**WHAT IS REQUIRED**
The records below must be returned in full and unaltered.

**MATERIALS PROVIDED**
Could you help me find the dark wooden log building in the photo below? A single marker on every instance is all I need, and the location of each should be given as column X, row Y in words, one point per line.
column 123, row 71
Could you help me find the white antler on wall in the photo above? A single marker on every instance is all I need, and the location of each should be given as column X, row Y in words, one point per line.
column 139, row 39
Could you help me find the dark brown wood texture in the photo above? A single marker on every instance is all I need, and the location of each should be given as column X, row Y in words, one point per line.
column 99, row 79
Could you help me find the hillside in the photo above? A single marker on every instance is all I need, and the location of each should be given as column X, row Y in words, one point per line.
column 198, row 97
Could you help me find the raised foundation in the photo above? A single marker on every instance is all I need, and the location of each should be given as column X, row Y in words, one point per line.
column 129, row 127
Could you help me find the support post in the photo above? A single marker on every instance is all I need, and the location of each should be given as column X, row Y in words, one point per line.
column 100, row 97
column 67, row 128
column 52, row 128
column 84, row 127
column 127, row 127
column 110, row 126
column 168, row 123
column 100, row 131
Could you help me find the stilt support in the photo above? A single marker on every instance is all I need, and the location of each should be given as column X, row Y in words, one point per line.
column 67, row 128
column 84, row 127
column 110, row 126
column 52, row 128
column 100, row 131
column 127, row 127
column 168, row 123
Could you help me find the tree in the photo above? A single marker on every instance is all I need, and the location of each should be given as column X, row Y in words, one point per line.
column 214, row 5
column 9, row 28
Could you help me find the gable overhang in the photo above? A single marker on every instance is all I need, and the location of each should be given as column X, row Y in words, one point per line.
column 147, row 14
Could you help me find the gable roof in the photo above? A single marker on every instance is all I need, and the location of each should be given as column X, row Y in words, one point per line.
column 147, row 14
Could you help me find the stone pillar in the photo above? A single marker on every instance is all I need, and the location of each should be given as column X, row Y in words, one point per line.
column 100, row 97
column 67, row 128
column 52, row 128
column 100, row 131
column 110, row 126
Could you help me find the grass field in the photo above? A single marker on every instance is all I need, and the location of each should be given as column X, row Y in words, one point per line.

**TASK OUTPUT**
Could you help me find the dark wooden log building in the photo below? A single marker on every instance is all I need, and the location of each should be given as column X, row Y in words, one point per line.
column 123, row 71
Could you help me find the white antler on wall in the photo above? A single marker on every instance is all I need, and the location of each should be given as column X, row Y in words, one point per line.
column 139, row 39
Could you help me find the dark brown wood texture in the photo above? A single marker on every instance is all I need, and the location of each should be given as column X, row Y in words, one point per line.
column 99, row 79
Could you help me find the hillside in the photo above? A single marker on every instance is all I need, and the location of each should be given as column X, row Y in words, one point per line.
column 198, row 97
Could you help me find the raised foundation in the photo above? A single marker on every instance is all I need, and the location of each should be given as column X, row Y in words, one point per line.
column 129, row 127
Could you help me find the support post in the photo above? A single marker on every instance is all I need, and the location of each should be given as column X, row Y in words, one point per line.
column 100, row 97
column 67, row 128
column 52, row 128
column 84, row 127
column 127, row 127
column 110, row 126
column 168, row 123
column 100, row 131
Could you help me find the stilt support in the photo above? A single marker on every instance is all I need, and the location of each should be given as column X, row Y in words, one point per line.
column 67, row 128
column 84, row 127
column 110, row 126
column 52, row 128
column 100, row 131
column 127, row 127
column 168, row 123
Could you help me find the tree in the photo above? A single marker on every instance is all I need, and the location of each should be given as column X, row Y in words, one point per line.
column 214, row 5
column 9, row 28
Could you help me find the gable overhang in the photo above? A single marker on every instance is all I need, and the location of each should be given as column X, row Y in words, one point per line.
column 147, row 14
Could you help me find the gable roof in the photo above? A single marker on every instance is all I need, and the location of each should be given as column X, row Y in words, one point per line.
column 147, row 14
Could you help me find the stone pillar in the photo above? A single marker on every instance is all I need, and the location of each should be given as column X, row Y in words, one point per line.
column 100, row 97
column 67, row 128
column 52, row 128
column 100, row 131
column 110, row 126
Could you help me find the grass field in the photo above? A single marker on every instance is all I need, and the location of each should be given as column X, row Y in words, one point per line.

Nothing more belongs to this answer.